• [Text]:
About Us

IMRA
IMRA
IMRA

 

Subscribe

Search


...................................................................................................................................................


Monday, February 23, 2015
ZOA Op-ed in JPost: Israel Has Overcome Many Disputes with US Since 1948

ZOA Op-ed: Israel Has Overcome Many Disputes with US Since 1948
Jerusalem Post
February 22, 2015
by Morton Klein and Daniel Mandel

We are at that periodic occurrence, a crisis in Israeli/U.S. relations. This
one revolves around White House pique over Israeli Prime Minister Benjamin
Netanyahu's acceptance of an invitation by House Speaker, John Boehner, to
address the U.S. Congress on Iran's nuclear weapons program, an issue on
which the White House and Jerusalem have been divided for some time.

But any remotely careful analysis of the U.S./Israeli relationship will show
that Jerusalem and the White House (but rarely the Congress and, by
extension, the U.S. electorate) have often clashed on issues deemed vital to
Israel's security and existence. In fact, Israel's first Prime Minister,
David Ben-Gurion, declared Israel's very independence in the face of strong
opposition from U.S. Secretary of State George Marshall.

Though personally favorable to Israel and quick to extend recognition to the
new Jewish state when it emerged in May 1948, President Harry Truman imposed
an arms embargo during Israel's 1948-49 war of survival against six Arab
nations. The embargo hurt Israel, which had few sources of weaponry, rather
than the Arabs, who enjoyed many.

In 1956, Israel conquered the Sinai from the Egyptians, following six years
of constant attacks by terrorist bands (fedayeen) sponsored by Egypt.
Nonetheless, the Eisenhower Administration insisted on Israel withdrawing
completely from Sinai without any peace treaty or recognition demanded from
Egypt and threatened Israel with sanctions if it failed to comply.

In 1967, Egypt imposed a blockade on Israel's southern port at Eilat.
Israeli Foreign Minister Abba Eban asked President Lyndon Johnson to honor
U.S. commitments made in 1957 to ensure free passage of Israeli shipping and
break the blockade. Johnson refused.

When Israel was attacked by Egypt and Syria in 1973 the U.S. pressured
Israel into ending the war prematurely when Israeli forces were on the road
to Damascus and Cairo. This prevented Israel from reaping a more decisive
military victory.

• [Raw records]:
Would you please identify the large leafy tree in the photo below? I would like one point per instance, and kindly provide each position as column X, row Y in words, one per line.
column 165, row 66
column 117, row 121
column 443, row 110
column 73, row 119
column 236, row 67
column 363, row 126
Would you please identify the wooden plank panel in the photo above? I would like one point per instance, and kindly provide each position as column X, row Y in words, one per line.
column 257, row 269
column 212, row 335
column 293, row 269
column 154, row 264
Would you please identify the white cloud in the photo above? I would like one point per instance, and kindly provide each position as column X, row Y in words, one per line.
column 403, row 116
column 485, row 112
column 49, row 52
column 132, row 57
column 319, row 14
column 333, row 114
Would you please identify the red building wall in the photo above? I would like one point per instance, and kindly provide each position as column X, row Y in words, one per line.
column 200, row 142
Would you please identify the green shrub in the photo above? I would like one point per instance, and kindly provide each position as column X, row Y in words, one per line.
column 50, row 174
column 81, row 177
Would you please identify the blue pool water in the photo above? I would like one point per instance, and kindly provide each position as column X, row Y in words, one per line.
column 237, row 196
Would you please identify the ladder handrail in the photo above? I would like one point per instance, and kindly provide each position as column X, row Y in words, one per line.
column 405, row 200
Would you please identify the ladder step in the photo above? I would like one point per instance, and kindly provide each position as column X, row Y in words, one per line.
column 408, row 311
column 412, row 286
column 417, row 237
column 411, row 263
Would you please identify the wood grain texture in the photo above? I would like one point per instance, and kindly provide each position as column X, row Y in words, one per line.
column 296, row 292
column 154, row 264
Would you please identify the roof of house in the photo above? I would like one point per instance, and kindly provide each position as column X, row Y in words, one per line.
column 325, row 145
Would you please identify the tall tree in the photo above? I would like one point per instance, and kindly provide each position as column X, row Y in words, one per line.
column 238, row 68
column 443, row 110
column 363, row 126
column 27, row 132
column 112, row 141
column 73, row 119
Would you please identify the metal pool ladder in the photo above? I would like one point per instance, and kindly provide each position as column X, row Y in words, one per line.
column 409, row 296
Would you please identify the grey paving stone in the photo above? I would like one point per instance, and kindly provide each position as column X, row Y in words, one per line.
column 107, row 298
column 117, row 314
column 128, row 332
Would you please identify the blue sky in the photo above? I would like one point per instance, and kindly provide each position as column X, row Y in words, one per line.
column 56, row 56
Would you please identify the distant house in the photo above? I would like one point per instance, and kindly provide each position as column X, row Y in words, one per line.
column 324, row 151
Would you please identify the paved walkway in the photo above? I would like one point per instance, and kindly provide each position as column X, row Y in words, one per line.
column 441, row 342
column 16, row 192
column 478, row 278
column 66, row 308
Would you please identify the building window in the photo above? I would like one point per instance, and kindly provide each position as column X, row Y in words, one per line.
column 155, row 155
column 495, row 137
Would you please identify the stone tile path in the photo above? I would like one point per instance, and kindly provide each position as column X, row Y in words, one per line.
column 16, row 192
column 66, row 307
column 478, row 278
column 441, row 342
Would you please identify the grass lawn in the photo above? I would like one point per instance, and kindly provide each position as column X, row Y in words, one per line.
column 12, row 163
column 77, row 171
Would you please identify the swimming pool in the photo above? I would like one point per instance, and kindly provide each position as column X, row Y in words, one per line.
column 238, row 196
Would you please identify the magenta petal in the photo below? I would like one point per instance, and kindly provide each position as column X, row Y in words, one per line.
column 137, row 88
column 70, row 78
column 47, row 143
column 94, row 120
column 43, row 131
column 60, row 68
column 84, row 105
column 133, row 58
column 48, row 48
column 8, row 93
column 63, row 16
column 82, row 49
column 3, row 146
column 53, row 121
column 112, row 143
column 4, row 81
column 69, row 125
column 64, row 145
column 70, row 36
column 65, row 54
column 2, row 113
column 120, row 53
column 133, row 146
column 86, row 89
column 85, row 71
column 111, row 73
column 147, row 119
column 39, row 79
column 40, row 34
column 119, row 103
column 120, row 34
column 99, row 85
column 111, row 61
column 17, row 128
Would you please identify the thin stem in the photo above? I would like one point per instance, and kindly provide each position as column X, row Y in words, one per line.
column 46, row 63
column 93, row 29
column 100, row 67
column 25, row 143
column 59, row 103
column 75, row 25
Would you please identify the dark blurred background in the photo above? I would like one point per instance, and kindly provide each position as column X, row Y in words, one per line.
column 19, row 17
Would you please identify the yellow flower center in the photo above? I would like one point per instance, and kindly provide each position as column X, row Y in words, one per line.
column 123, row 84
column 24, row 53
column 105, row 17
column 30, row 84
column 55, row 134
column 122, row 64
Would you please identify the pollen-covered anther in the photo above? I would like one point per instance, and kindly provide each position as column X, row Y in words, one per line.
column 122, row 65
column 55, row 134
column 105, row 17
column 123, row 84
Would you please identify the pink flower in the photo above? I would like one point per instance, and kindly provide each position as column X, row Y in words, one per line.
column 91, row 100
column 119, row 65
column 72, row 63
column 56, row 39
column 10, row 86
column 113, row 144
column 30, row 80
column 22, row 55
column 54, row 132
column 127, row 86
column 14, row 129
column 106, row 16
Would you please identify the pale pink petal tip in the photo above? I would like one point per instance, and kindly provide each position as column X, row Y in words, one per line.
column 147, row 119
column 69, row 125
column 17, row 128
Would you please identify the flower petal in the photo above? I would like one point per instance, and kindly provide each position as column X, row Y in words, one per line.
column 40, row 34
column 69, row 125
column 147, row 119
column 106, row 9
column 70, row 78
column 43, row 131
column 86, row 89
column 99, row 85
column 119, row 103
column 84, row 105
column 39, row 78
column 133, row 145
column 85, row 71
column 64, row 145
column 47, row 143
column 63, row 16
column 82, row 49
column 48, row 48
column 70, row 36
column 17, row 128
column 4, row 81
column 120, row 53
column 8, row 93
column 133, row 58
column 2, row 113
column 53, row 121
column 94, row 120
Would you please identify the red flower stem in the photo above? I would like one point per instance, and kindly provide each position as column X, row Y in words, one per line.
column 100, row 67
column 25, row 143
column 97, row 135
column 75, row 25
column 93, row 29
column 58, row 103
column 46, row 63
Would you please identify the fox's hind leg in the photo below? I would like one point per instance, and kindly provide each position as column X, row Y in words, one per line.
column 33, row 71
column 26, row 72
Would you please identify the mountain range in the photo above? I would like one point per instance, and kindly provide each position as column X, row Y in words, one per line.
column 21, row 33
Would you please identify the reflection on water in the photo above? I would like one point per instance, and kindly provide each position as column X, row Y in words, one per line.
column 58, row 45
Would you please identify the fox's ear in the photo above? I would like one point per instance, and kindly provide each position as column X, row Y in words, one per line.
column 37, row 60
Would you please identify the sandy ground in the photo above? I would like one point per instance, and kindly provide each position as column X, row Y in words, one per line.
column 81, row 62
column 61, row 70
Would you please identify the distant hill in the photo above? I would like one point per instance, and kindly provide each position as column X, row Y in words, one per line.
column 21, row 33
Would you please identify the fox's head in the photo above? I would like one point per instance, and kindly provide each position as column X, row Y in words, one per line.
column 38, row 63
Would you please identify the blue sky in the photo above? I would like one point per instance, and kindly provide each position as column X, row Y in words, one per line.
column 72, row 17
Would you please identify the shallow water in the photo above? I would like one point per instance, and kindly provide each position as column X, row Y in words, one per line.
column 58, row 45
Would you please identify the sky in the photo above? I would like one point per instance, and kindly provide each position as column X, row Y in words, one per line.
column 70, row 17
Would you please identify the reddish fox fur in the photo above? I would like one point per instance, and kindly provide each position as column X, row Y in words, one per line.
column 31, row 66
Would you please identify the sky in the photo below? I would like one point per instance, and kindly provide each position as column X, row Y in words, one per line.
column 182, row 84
* * *
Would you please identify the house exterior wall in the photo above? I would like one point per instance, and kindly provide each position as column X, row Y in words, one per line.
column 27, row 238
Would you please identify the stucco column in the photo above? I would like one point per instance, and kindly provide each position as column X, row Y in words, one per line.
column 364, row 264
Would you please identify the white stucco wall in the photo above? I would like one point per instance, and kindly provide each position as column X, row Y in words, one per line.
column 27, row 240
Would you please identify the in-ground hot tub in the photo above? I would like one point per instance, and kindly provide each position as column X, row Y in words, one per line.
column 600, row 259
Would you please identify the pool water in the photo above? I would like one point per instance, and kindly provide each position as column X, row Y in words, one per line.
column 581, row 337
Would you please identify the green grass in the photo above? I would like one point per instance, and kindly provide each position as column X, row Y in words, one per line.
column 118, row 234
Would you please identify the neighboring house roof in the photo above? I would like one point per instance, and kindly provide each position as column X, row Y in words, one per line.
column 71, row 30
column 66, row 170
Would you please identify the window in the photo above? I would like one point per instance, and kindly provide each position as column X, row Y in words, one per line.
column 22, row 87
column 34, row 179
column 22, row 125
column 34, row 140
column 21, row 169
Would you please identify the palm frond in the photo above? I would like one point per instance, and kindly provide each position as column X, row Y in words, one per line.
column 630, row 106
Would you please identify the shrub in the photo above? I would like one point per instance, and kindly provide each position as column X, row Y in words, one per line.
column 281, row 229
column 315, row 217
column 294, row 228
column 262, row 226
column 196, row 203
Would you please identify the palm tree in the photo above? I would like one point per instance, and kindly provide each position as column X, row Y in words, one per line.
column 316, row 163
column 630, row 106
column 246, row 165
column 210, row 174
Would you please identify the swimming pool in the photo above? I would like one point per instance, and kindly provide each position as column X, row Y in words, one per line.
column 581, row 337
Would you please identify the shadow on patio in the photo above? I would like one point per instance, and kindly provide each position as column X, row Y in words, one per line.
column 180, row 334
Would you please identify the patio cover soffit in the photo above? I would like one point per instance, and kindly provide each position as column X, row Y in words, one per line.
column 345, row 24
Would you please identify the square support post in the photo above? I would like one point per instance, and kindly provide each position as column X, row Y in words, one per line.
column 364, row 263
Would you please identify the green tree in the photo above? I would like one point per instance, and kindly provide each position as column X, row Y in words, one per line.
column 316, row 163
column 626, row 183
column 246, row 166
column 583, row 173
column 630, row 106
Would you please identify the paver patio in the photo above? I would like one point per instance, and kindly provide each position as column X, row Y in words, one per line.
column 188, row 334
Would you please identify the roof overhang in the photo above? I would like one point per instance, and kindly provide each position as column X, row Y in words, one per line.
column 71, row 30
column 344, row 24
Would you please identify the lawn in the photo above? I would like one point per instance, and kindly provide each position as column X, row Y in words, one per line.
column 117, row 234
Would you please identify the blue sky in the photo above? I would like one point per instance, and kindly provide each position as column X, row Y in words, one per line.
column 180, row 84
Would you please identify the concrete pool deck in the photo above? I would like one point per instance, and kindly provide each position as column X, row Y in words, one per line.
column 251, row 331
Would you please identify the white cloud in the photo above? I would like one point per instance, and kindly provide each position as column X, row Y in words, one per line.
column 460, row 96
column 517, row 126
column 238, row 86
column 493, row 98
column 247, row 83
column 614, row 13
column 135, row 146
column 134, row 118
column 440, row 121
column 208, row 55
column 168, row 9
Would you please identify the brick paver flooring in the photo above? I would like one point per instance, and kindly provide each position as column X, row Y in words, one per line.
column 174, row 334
---
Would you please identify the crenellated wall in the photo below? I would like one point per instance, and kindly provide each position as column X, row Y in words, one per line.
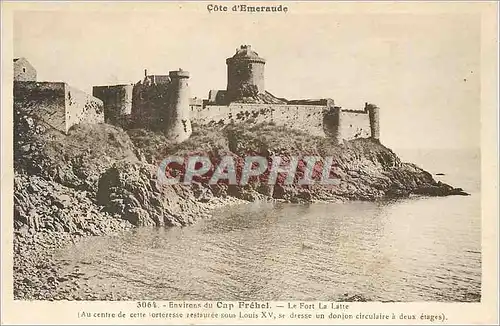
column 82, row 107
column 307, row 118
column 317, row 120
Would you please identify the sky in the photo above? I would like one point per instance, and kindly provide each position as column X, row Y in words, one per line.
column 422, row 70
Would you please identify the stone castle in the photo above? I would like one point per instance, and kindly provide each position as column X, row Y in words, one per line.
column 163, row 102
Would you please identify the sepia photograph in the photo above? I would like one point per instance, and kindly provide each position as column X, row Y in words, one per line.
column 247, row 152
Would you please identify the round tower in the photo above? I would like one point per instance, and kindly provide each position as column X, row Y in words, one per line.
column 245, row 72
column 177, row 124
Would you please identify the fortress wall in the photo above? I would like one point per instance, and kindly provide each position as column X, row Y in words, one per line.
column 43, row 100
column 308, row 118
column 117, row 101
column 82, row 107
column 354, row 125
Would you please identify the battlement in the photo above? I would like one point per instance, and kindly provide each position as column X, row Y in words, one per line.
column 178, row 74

• [Problem 1]: In the paragraphs of the op-ed above that follow its byline, list every person named with both a first and a last name.
• [Problem 2]: Reproduce a passage of the op-ed word for word. Begin at the words "In 1967, Egypt" and stop after "military victory.".

• [Full response 1]: Benjamin Netanyahu, John Boehner, David Ben-Gurion, George Marshall, Harry Truman, Abba Eban, Lyndon Johnson

• [Full response 2]:
In 1967, Egypt imposed a blockade on Israel's southern port at Eilat.
Israeli Foreign Minister Abba Eban asked President Lyndon Johnson to honor
U.S. commitments made in 1957 to ensure free passage of Israeli shipping and
break the blockade. Johnson refused.

When Israel was attacked by Egypt and Syria in 1973 the U.S. pressured
Israel into ending the war prematurely when Israeli forces were on the road
to Damascus and Cairo. This prevented Israel from reaping a more decisive
military victory.